++++ Source records
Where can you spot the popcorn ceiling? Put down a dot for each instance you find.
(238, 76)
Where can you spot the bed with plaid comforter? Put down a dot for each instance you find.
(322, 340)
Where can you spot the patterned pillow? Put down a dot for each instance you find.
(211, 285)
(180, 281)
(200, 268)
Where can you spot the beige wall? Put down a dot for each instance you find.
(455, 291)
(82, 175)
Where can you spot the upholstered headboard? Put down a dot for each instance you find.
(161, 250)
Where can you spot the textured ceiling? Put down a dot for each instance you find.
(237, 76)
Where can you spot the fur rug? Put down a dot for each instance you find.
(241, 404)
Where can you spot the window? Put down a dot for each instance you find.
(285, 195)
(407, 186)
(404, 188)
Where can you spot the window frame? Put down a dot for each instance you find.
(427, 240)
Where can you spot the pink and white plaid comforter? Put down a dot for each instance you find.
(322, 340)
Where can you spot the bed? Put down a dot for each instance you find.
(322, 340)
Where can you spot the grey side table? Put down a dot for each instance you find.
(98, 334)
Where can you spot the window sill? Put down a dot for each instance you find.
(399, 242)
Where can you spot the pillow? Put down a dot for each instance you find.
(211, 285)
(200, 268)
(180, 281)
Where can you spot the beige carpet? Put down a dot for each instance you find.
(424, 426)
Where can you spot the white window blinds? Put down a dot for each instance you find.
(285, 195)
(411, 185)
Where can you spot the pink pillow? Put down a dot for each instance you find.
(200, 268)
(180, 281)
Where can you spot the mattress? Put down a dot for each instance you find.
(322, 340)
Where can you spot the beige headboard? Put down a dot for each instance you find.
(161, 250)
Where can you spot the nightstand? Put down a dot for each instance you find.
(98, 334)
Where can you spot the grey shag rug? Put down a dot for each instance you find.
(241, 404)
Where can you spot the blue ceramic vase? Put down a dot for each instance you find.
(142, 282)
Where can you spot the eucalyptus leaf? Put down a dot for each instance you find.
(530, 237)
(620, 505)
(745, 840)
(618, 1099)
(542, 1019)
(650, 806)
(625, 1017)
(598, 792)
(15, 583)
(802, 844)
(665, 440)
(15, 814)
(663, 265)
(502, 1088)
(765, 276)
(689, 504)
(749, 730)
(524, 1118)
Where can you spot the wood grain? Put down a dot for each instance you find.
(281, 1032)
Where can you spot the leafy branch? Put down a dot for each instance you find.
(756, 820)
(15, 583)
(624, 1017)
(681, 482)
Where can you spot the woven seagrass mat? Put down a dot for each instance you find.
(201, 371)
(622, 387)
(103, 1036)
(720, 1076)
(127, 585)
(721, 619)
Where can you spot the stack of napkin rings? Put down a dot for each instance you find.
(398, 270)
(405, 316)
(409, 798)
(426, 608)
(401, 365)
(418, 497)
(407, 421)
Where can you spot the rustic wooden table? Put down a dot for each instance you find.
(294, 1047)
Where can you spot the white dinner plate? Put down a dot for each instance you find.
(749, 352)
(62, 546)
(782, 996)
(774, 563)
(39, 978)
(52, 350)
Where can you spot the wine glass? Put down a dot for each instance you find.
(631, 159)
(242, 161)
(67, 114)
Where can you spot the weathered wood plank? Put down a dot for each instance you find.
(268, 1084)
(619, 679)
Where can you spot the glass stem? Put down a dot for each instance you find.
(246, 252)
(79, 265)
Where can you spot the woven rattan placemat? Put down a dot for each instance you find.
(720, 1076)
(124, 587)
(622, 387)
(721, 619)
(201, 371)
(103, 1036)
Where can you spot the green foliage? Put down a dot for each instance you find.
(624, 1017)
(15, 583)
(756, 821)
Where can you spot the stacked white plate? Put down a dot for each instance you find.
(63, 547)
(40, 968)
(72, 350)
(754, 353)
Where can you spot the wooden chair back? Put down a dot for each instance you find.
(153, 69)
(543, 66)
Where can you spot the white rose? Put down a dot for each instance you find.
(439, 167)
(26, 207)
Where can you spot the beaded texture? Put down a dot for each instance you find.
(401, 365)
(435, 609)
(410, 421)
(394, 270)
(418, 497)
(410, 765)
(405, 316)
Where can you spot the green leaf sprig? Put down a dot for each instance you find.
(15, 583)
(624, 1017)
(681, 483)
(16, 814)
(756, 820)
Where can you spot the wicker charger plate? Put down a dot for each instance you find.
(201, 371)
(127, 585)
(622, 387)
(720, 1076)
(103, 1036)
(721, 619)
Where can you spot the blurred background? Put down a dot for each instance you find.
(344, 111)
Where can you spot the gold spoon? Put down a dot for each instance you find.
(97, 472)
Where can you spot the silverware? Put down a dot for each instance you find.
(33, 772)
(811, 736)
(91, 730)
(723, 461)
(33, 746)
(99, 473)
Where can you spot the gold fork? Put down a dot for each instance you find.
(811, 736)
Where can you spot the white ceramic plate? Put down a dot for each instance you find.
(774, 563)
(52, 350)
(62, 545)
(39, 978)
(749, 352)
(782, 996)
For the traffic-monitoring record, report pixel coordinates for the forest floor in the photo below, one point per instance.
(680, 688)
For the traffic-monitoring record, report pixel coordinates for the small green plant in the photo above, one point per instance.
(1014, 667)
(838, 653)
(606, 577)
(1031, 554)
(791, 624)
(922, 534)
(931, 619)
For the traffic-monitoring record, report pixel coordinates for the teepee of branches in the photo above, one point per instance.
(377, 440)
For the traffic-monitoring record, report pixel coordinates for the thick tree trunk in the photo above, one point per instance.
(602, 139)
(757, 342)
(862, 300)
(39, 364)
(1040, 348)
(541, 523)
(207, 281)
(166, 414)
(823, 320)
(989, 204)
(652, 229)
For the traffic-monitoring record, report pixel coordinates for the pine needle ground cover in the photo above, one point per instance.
++++++++
What the task requires
Output the data exactly, so that every line matches the original.

Response below
Where can you spot the popcorn ceiling? Put down a dot for each instance you find.
(238, 76)
Where can you spot the bed with plaid comforter? Put down a dot for each instance you find.
(322, 340)
Where can you spot the patterned pillow? Put down a dot for each instance you find.
(211, 285)
(180, 281)
(200, 268)
Where can you spot the beige wall? Put down a dot for each instance you find.
(455, 291)
(82, 175)
Where can you spot the upholstered headboard? Put down a dot for each instance you find.
(161, 250)
Where can you spot the textured ceiling? Put down a dot for each instance you find.
(237, 76)
Where can you spot the fur rug? Put down a dot for each instance you find.
(241, 404)
Where can you spot the window? Put down a dot for each instance you find.
(285, 195)
(407, 186)
(404, 188)
Where can you spot the window frame? Put down a dot for each instance you find.
(427, 240)
Where can you spot the pink and white plaid comforter? Put down a dot for each instance you find.
(322, 340)
Where can you spot the bed? Put down a dot for each instance you find.
(322, 340)
Where can you spot the grey side table? Put down a dot for each instance you find.
(98, 334)
Where can you spot the window sill? Put down a dot for each instance you find.
(399, 242)
Where can you spot the pillow? Put down a dot for each instance you find.
(211, 285)
(200, 268)
(180, 281)
Where can you spot the beige carpet? Put down a dot for each instance you find.
(424, 426)
Where can you spot the white window blinds? Put down a dot for each instance you find.
(285, 195)
(411, 185)
Where can you spot the pink pillow? Put down a dot for each instance you find.
(200, 268)
(180, 281)
Where can you spot the mattress? Put down a dot for each instance you find.
(322, 340)
Where can you spot the beige headboard? Put down a dot for each instance you find.
(161, 250)
Where can you spot the nightstand? Put down a dot for each instance you find.
(98, 334)
Where can you spot the grey shag rug? Put down a dot for each instance you find.
(241, 404)
Where can you spot the blue ceramic vase? Put down a dot for each instance you find.
(142, 282)
Where can you spot the eucalyptus leaf? Put down a dot for each instance you find.
(530, 237)
(620, 505)
(745, 840)
(618, 1099)
(542, 1019)
(650, 806)
(625, 1017)
(598, 792)
(15, 583)
(802, 844)
(665, 440)
(15, 814)
(663, 265)
(502, 1088)
(765, 276)
(689, 504)
(749, 730)
(524, 1118)
Where can you spot the wood grain? Put down a dot for each instance you find.
(281, 1032)
Where can you spot the leafy branch? Put down a dot for each instance you find.
(756, 820)
(15, 583)
(624, 1017)
(681, 482)
Where can you spot the woven seagrass mat? Put down a dot for each instance you find.
(201, 371)
(622, 387)
(103, 1036)
(720, 1076)
(127, 585)
(721, 619)
Where can you spot the stack of napkin rings? Put down a dot for each instance you find.
(398, 270)
(405, 316)
(409, 798)
(426, 608)
(401, 365)
(418, 497)
(407, 421)
Where can you spot the rustic wooden table? Put down a dot for each instance you find.
(294, 1047)
Where can you spot the white dinner plate? Put down a dot for each instance you find.
(749, 352)
(62, 546)
(782, 996)
(774, 563)
(39, 978)
(52, 350)
Where can you spot the wine glass? Put down a dot for each instance you find.
(631, 159)
(242, 161)
(67, 114)
Where can you spot the weathered wood plank? Put down a dot for each instance you find.
(268, 1084)
(619, 679)
Where can you spot the glass stem? Put down a dot for each instance you find.
(246, 252)
(79, 265)
Where can you spot the woven rattan placemat? Put down a dot for each instance you find.
(720, 1076)
(124, 587)
(622, 387)
(721, 619)
(201, 371)
(103, 1036)
Where can you spot the green foliage? Put down a dot for each instance you find.
(624, 1017)
(15, 583)
(756, 821)
Where can you spot the stacked white plate? Put down a dot for each instance you find.
(63, 547)
(40, 968)
(72, 350)
(754, 353)
Where can you spot the wooden chair back? Put down a dot for each instance you find.
(153, 69)
(543, 66)
Where can you spot the white rose? Put down a dot for each instance you find.
(439, 167)
(26, 207)
Where can you spot the beaded texture? Put down a dot for each instance you find.
(401, 365)
(435, 609)
(410, 421)
(394, 270)
(418, 497)
(410, 765)
(405, 316)
Where can you spot the green leaf sprig? Put down a dot for each instance you find.
(15, 583)
(624, 1017)
(681, 483)
(16, 814)
(756, 820)
Where can you spot the wicker charger plate? Put down a dot for each instance you find.
(201, 371)
(127, 585)
(622, 387)
(720, 1076)
(103, 1036)
(721, 619)
Where can you spot the blurred background? Put down a dot for each instance you find.
(344, 111)
Where can you spot the gold spoon? Put down a dot for each instance you find.
(97, 472)
Where can you spot the silverware? Put down a dot for each instance you find.
(33, 772)
(811, 736)
(91, 730)
(723, 461)
(33, 746)
(99, 473)
Where can you spot the gold fork? Put down a dot for each instance you find.
(811, 736)
Where can you spot the white ceramic plate? Put down a dot for each instance you find.
(774, 563)
(52, 350)
(62, 545)
(39, 978)
(749, 352)
(782, 996)
For the traffic-monitoring record, report pixel coordinates for the forest floor in the photo below, one point per instance.
(680, 688)
For the traffic-monitoring record, report pixel coordinates for the small green plant in the photo above, one point per instance.
(1014, 667)
(838, 653)
(606, 577)
(1031, 554)
(791, 624)
(922, 534)
(931, 619)
For the traffic-monitoring record, report pixel coordinates for the teepee of branches in the photo above, one point per instance.
(377, 440)
For the traffic-monitoring record, report pixel coordinates for the thick tree trunk in the photo above, one point per instance.
(602, 139)
(757, 342)
(862, 300)
(39, 364)
(1040, 348)
(541, 523)
(207, 281)
(166, 414)
(823, 320)
(989, 204)
(652, 229)
For the traffic-monitoring record, report pixel coordinates for the pine needle ground cover in the photo above, one point per instance.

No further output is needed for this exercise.